→ THE INPUT
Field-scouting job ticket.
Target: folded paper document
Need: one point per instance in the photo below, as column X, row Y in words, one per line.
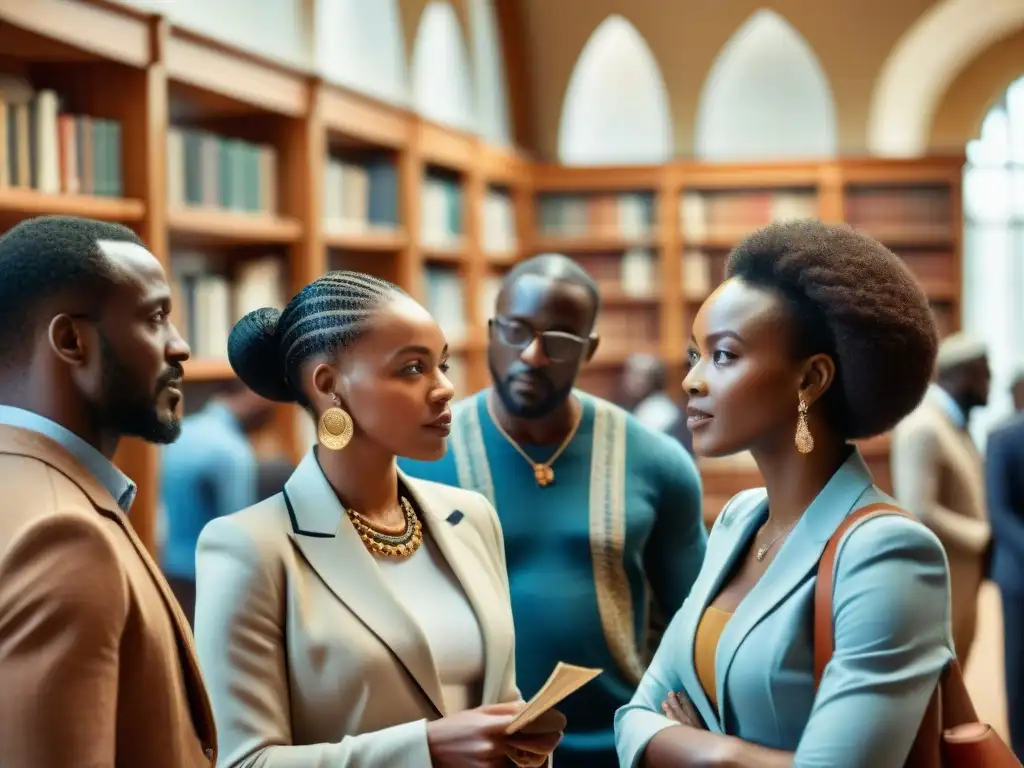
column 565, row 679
...
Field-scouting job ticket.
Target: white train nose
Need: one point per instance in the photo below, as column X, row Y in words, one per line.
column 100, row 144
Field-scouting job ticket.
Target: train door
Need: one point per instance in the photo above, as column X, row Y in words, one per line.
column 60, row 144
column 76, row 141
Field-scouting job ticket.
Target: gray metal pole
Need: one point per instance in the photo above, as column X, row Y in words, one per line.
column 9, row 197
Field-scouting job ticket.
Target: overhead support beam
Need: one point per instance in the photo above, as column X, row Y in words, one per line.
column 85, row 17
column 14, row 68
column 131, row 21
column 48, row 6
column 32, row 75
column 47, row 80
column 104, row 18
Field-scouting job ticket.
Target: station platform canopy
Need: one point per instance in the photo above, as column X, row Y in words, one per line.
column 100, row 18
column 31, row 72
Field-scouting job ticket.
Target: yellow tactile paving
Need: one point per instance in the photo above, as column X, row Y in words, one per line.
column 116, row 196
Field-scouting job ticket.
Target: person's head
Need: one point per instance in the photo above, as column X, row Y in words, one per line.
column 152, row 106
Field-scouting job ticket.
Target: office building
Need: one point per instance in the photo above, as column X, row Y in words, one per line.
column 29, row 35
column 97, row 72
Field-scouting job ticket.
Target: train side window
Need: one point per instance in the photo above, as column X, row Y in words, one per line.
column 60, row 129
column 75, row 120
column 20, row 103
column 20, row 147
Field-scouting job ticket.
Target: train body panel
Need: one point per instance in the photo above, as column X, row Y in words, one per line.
* * *
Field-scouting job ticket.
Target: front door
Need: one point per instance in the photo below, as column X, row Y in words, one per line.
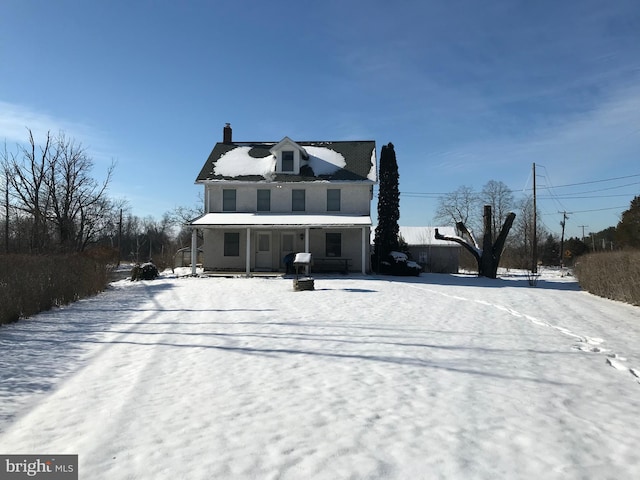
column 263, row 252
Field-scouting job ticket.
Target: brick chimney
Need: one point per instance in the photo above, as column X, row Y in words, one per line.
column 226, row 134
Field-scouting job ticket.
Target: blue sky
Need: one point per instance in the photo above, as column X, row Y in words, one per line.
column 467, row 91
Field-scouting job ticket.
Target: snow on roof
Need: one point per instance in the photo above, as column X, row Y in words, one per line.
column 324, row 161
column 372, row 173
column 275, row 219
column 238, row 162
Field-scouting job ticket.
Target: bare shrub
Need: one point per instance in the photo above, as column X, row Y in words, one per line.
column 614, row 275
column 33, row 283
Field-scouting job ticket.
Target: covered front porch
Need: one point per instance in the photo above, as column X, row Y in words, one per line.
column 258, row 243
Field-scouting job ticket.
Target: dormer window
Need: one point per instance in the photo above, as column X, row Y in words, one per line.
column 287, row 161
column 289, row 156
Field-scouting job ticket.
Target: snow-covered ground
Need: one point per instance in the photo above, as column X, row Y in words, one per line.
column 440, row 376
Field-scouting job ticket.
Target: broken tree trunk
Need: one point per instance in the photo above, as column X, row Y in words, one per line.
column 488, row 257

→ TASK INSTRUCTIONS
Reply with one number only: how many lines of the listing hold "train"?

→ SOLUTION TO THIS TASK
4